===== Material supplied

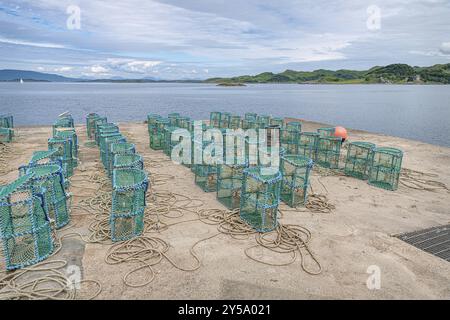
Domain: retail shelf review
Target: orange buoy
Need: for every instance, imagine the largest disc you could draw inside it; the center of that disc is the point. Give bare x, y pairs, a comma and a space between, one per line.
341, 132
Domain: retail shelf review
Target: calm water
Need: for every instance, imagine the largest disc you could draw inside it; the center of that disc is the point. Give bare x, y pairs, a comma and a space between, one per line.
415, 112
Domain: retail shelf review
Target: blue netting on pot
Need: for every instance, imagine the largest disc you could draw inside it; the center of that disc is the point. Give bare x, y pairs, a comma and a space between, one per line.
69, 133
260, 197
128, 203
214, 119
357, 162
296, 170
229, 184
63, 152
307, 144
385, 168
24, 225
90, 124
48, 180
119, 148
128, 161
328, 152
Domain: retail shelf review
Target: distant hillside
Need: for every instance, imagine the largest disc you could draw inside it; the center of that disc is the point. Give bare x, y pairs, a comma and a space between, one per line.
394, 73
16, 75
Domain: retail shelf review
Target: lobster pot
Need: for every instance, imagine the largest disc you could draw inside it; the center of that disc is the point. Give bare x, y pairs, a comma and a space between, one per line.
90, 121
6, 121
250, 116
358, 159
157, 136
235, 122
105, 149
385, 168
272, 133
128, 203
152, 120
263, 121
118, 148
206, 177
48, 180
66, 122
229, 184
168, 143
97, 123
328, 152
277, 122
173, 118
105, 129
6, 135
294, 125
25, 230
260, 197
294, 188
183, 122
70, 134
128, 161
63, 151
225, 119
325, 132
214, 119
307, 144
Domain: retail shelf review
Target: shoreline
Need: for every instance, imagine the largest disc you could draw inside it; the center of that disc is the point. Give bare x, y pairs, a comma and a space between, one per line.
358, 233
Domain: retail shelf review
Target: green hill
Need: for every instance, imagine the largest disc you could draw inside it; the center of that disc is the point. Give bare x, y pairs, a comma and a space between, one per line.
394, 73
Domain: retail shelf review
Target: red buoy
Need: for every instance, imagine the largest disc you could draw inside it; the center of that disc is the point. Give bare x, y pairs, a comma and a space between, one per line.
341, 132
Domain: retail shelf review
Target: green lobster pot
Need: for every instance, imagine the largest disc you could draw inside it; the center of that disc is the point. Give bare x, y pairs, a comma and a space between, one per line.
206, 177
48, 180
260, 197
307, 145
277, 122
229, 184
6, 135
325, 132
214, 119
157, 139
168, 143
49, 157
105, 129
249, 116
97, 123
183, 122
296, 170
385, 168
263, 121
62, 123
119, 148
128, 161
90, 124
128, 203
328, 152
173, 119
235, 122
359, 155
106, 147
63, 151
225, 120
70, 134
25, 230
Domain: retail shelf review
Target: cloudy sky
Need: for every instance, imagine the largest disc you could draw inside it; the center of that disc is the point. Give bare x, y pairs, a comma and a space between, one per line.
197, 39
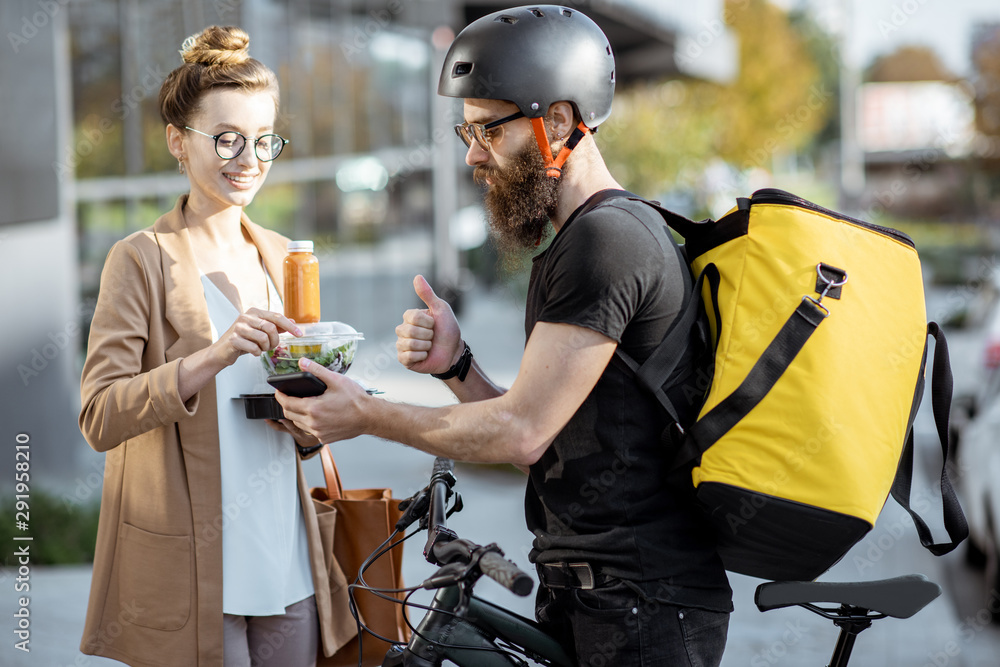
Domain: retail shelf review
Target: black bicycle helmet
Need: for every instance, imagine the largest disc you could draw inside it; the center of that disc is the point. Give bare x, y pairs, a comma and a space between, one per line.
533, 56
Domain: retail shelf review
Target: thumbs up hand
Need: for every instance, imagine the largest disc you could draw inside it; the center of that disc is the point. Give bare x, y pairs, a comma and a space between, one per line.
429, 339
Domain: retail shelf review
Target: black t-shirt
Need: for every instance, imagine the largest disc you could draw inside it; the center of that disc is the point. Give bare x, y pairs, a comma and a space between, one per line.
603, 492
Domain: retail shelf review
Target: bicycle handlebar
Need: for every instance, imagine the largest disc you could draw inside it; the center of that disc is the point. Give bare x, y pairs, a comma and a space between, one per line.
444, 547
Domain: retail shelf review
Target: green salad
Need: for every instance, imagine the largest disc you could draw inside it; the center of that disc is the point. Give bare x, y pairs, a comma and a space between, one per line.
285, 358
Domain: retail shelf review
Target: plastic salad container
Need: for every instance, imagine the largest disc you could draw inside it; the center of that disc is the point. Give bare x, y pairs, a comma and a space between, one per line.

==========

Give back the entries verbatim. Do not include any picture.

Domain: retail shelf review
Target: orange buoy
Need: for every instance, imagine the largest disc you could draw inside it; the center of that disc is the point. Give bare x, y pairs, a comma and a space between, one per line.
341, 132
Domain: retail shelf review
Target: calm water
Need: for every instance, imagine the largest disc you could draw inside it; the center of that disc is the point. Give bare x, y pairs, a comma and a space between, one per line.
415, 112
Domain: retail shelf review
Target: blue netting on pot
Need: for every instance, imagine the largest disc you could draw inside it; the center of that disc is the point. Give bare x, y pairs, a comma and a space between, one per line.
69, 133
260, 197
128, 203
214, 119
357, 162
296, 170
229, 184
63, 152
307, 144
385, 168
24, 225
90, 124
48, 180
119, 148
128, 161
328, 152
Domain: retail shelf review
Target: distant hillside
Need: for every instance, imagine the largest disc you could draw inside it; the center of that disc is the point. Give bare x, y pairs, a comma and a space between, one per line.
394, 73
16, 75
Domain: retail shelf review
Target: lobster pot
Need: for every instance, imagine the largest disc you could draw inside it; the center of that disc is the point. Give bare x, y pairs, a comma and a space between, one per line.
90, 121
6, 121
250, 116
358, 159
157, 136
235, 122
105, 149
385, 168
272, 133
128, 203
152, 120
263, 121
118, 148
206, 177
48, 180
66, 122
229, 184
168, 143
97, 123
328, 152
277, 122
173, 118
105, 129
6, 135
294, 125
25, 230
260, 197
294, 188
183, 122
70, 134
128, 161
63, 151
225, 119
325, 132
214, 119
307, 144
Domain: retail shelf review
Target: shoreline
Need: for every instance, imagine the largest disc you could draw inside it; the center of that disc is the point. Give bare x, y pairs, a comma and a space between, one per line.
358, 233
Domain: retail shelf review
Target: green hill
Need: for every instance, imagine the largest disc you could draw inside it; the center of that disc is the point. Give bare x, y pairs, a comma and a space between, one per line.
394, 73
Domain: retail shelf review
Target: red buoy
Need: for every instance, imagine the largest disc you could draw inside it; the center of that disc is the point. Give bare x, y pairs, a comma and a space between, one per line.
341, 132
Domain: retail shelf review
Target: green lobster pot
Need: for every instance, imagine the largest disc you could draw inside it; the center of that disc is the point. Give bare x, y pairs, a comma and a space between, one per line.
206, 177
48, 180
260, 197
307, 145
277, 122
229, 184
6, 135
325, 132
214, 119
157, 139
168, 143
49, 157
105, 129
249, 116
97, 123
183, 122
296, 170
385, 168
263, 121
62, 123
119, 148
128, 161
90, 124
128, 203
328, 152
173, 119
235, 122
359, 155
106, 147
63, 151
225, 120
70, 134
25, 230
Domain: retail shelf review
Target: cloudy sky
Need: for every instance, imagine the largest disc you could draw inside it; the center of that disc is the point. Give bare x, y pairs, a comma and a space between, one per line.
197, 39
Domain: retail shelf review
Target: black bicycle helmet
Need: for every instance, imagine the largest disc you could draw inside it; the center of that disc is the point. Give bare x, y pairs, a comma and a space between, one per line.
533, 56
Domain: retail shelf review
Target: thumbs up hand
Need: for every instance, imagine the largest disc you could draw inside it; the center of that disc is the point. Give bare x, y pairs, a comma and a space between, one per line.
429, 339
Domain: retail shelf review
Target: black t-shirt
Need: for every instance, imagine the largest disc you could draw inside it; the center of that disc is the point. Give bare x, y pairs, a comma and a space between, one per line.
603, 492
Domain: retail shelf review
Target: bicycle handlebar
Need: for every instance, imagine the largest disc you could draw inside it; the center of that disc is the point. Give bare x, y pairs, a comma and a space between, one per line.
444, 547
Domain: retail shelf review
Target: green salad
Need: for every instance, imagine the largest disc you could draw inside it; the center of that disc is the point. Give bare x, y pairs, a comma and a space between, one per line.
285, 358
Domain: retail shelf review
Target: plastic salad container
Need: for every instance, imagine the largest disc you could draw inside it; the center of that disc is the point. Give bare x, y pairs, a comma and a space between, one per line.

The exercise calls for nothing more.